Kaynak Metin:

*****

GENEL KURUL KONUŞMASI
Konu: Türk polis teşkilatının 180’inci kuruluş yıl dönümüne ve Polis Haftası’na, tutuklu yargılamalara, infaz düzenlemesine ve onuncu yargı paketine ilişkin beklentilere ilişkin açıklaması
Yasama Yılı:3
Birleşim:74
Tarih:09.04.2025

İDRİS ŞAHİN (Ankara) - Teşekkür ediyorum Değerli Başkanım.

Sayın Başkan, değerli milletvekilleri; milletimizin huzuru, güvenliği ve kamu düzeninin tesisi için gece gündüz, yağmur çamur demeden fedakârca görev yapan, gerektiğinde canını hiçe sayan Türk polis teşkilatımızın 180'inci kuruluş yıl dönümü ve Polis Haftası'nı en içten duygularımla kutluyorum. Kurulduğu 10 Nisan 1845 tarihinden bu yana devletin iç güvenlik omurgasını taşıyan Emniyet teşkilatımız bugün de terörden asayişe, trafikten organize suçlara kadar geniş bir yelpazede milletimizin huzuru için büyük bir özveriyle çalışmaktadır. Yıllara sari çözülemeyen yapısal sorunlarla polis teşkilatımız son yıllarda yalnız bırakılmıştır. Liyakat yerine sadakat temelli atama ve yönetim yapısı, düzensiz ve fazla mesainin yanında bir de bunlara ek olarak angarya görevler, emeklilikte yaşanan mali ve sosyal hak kayıpları, ruh hastalığı, intiharlar, psikolojik baskı, görev tazminatları ve lojman sorunu, polis akademisi ve eğitim sistemindeki eşitsizlikler başlıca çözüm bekleyen sorunlar arasındadır. Emniyet teşkilatımızı sadece yılda bir gün hatırlamak yetmez, gerçek anlamda bir kutlama bu sorunlar çözülürse mümkün olacaktır. Bir kez daha canı pahasına görev yapan tüm polislerimizin Polis Haftası'nı kutluyor, başta şehitlerimiz olmak üzere bu uğurda hayatını kaybeden tüm güvenlik güçlerimizi rahmet ve minnetle anıyorum.

*****

Kayıt Listesi:
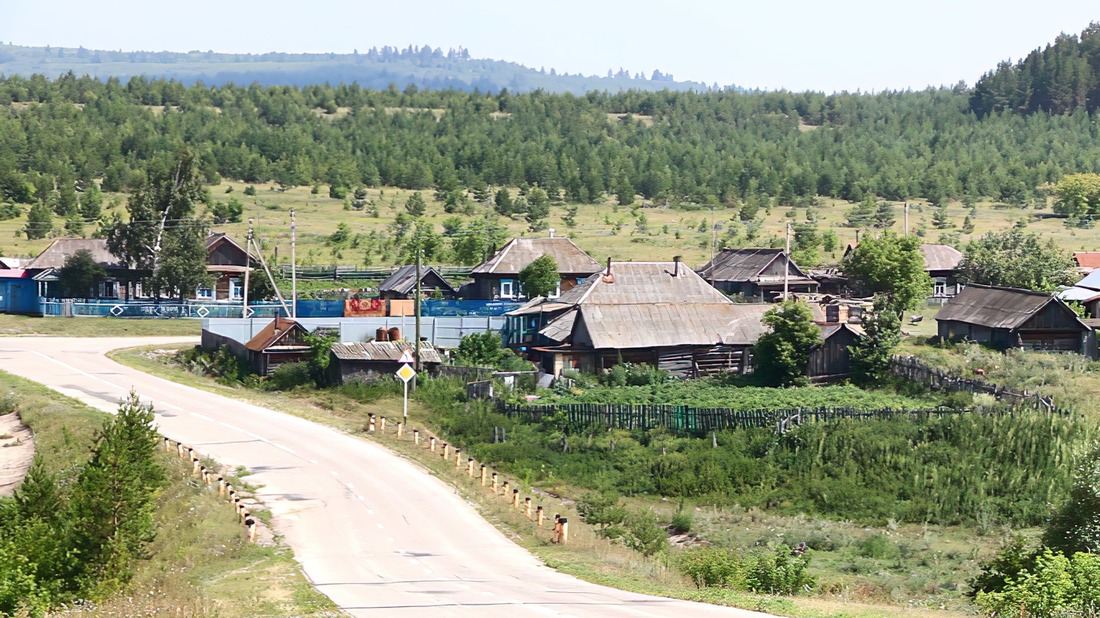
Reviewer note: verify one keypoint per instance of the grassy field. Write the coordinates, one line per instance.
(861, 571)
(604, 230)
(97, 327)
(200, 563)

*****

Görevler:
1. Kaynak metinde Emniyet teşkilatının bugün hangi alanlarda çalıştığı belirtiliyor? Bu alanların hepsini sıralayın.
2. Kaynak metne göre Türk polis teşkilatı hangi tarihte kurulmuştur?
3. Kaynak metinde "GENEL KURUL KONUŞMASI" sözleriyle başlayıp "ediyorum Değerli Başkanım." sözlerine kadar süren bölümü harfi harfine yineleyin.

Alıştırma Sonuçları:
1. Terör, asayiş, trafik ve organize suçlar.

2. 10 Nisan 1845 tarihinde kurulmuştur.

3.
GENEL KURUL KONUŞMASI
Konu: Türk polis teşkilatının 180’inci kuruluş yıl dönümüne ve Polis Haftası’na, tutuklu yargılamalara, infaz düzenlemesine ve onuncu yargı paketine ilişkin beklentilere ilişkin açıklaması
Yasama Yılı:3
Birleşim:74
Tarih:09.04.2025

İDRİS ŞAHİN (Ankara) - Teşekkür ediyorum Değerli Başkanım.